WHAT IS ASKED:
1) In the noise gate article, list every gate setting given a specific value for the kick drum trick, along with its value.
2) Resume the noise gate article from the end of the passage shown.
**** DOCUMENT SEGMENT
| |
| The
Art of Noise Gates |
March
2007 |
Other tricks
Well, the mix seems to be progressing nicely. Tracks
have been cleaned up, compression and EQ applied where
appropriate. Things are going nicely. Then Mr. Big
from the record company decides to come to the studio
and have a listen. "Great song" he shouts
while rocking his head out-of-time with the music.
"This is gonna be a smash hit." You nod
in silent agreement. "Only one thing wrong though"
wait for it… "There's not enough bottom!"
"Oh no… Who is this guy?" you're thinking.
Well let me tell you. Ultimately, he's the guy paying
your salary so smile and say "don't worry, my
noise gate can fix that". And this is how it's
done.
First you will need something that can generate a
pure 50Hz sine wave - if you don't have an oscillator
then just about any synthesiser will do. Then record
that sine wave onto a spare track throughout the entire
length of the song (now you think I'm going crazy).
Once the sine wave has been recorded, insert our new
best friend (the noise gate) into that channel and
take a feed from the kick drum track into the side
chain input of the gate. Then set the gate's attack
to zero (fast), hold to about 20ms and release to
about 40ms.
Now adjust the threshold until the kick drum triggers
the gate and you should hear short bursts of the sine
wave in perfect synchronisation with the kick. All
you need to do now is balance the sine wave with the
kick.
This is a trick commonly used by dance producers to
get a fat, heavy kick sound that hits you in the chest
when you're on the dance floor. You will probably
have to make a lot of fine adjustments to the gate's
envelope before it sounds right, but Mr. Big will
be happy and you will be handsomely rewarded.
Rhythmic gating
On further listening you notice a problem
with a certain rhythm guitar part. Four distorted
guitar tracks, all playing the same part and panned
extreme left and right. The sound is good and the
part fits nicely in the arrangement, but the playing
isn't tight. This is the part…
 |
Some chords are played very
slightly early and some slightly late and this looseness
is spoiling the track. Well guess what. Our noise
gate can fix this. Don't believe me? Watch this.
First, route all of the rhythm guitar tracks into
a stereo sub group and insert another gate into this
group.
Then create a MIDI part that matches the rhythm of
the guitar riff. It doesn't have to be the same notes,
as long as the rhythm is there, that's all we need.
Something like this will do.
Once you have created this MIDI part, assign an instrument
to it with a very percussive sound - a piano for example.
********
**** GIVEN DATA
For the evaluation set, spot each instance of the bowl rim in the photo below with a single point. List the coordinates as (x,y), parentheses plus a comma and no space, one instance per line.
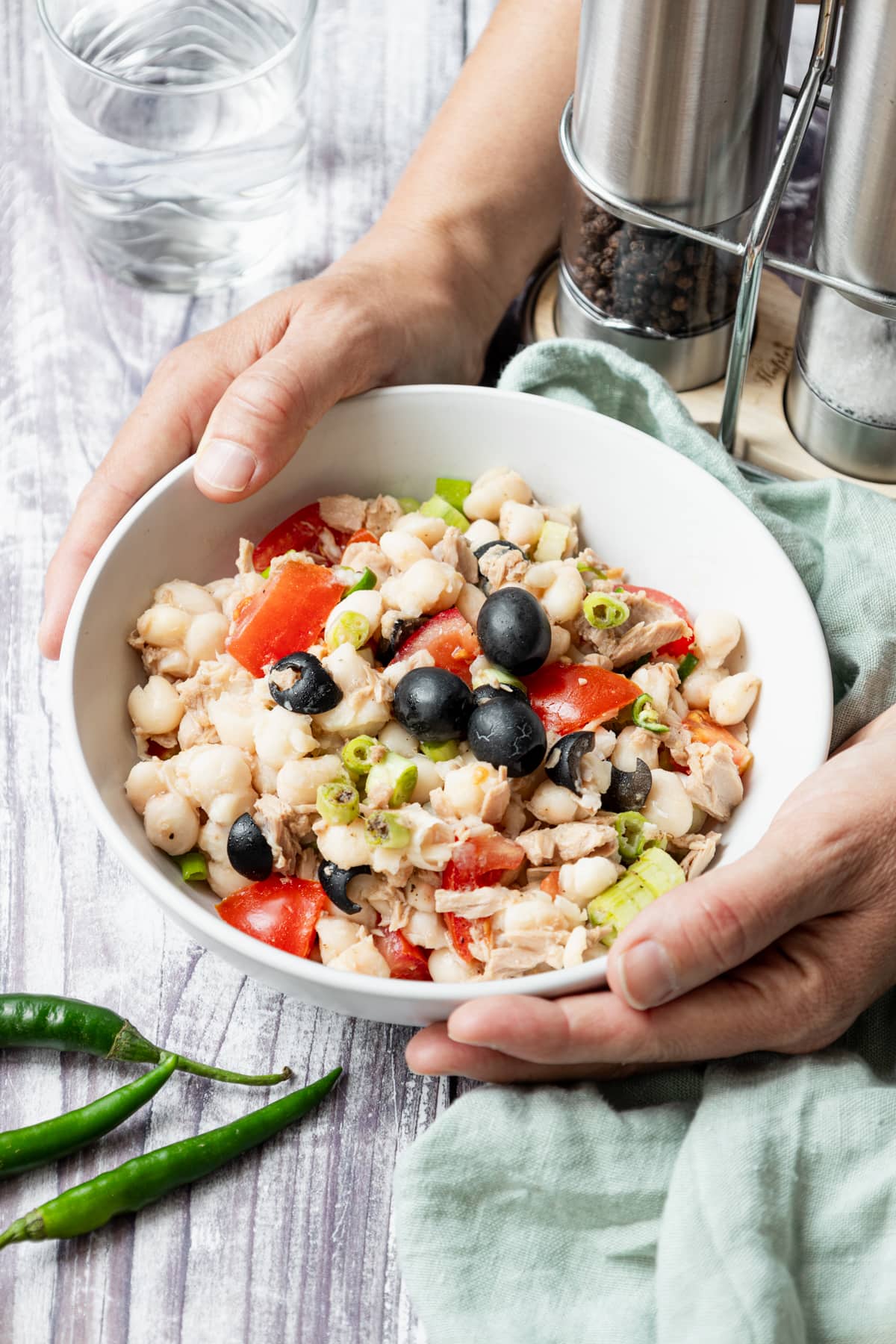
(208,927)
********
PER-TASK ANSWERS:
1)
- Attack: zero (fast)
- Hold: about 20ms
- Release: about 40ms

2)
Then bounce it down to an audio file and import it
back into the song on a spare track. Name this track
"gate trigger".
At this point you can discard the MIDI part, as you
don't need it anymore.
Now send the audio from the
"gate trigger" track into the side chain
input of the gate on the guitar sub group.
Set the gate's attack to zero and set the hold and
release controls to fairly fast values. Then, hey
presto, the rhythm guitar part is amazingly tight.
Is that cool or what?
You will find that if you play around with the gate's
envelope and range controls you can make this effect
sound very extreme or very subtle.
Get in the groove
Another way gates can change the feel of a track is
when they're used to create accents in musical parts.
Here's an example.
Let's say there's a nice strummed, acoustic guitar
part playing with the rhythm section. It's quite tight
but lacking in dynamics. Just insert a gate on it
and side chain the snare track into it. This time
set the gate's "range" control to around
-3dB. Use a fairly quick envelope and what you should
hear is a 3dB increase in volume on the guitar part
every time the snare hits. As this is usually on the
back-beat (beats 2 and 4) this will very subtly push
the groove along quite nicely. It's something you
have to hear for yourself, so try it.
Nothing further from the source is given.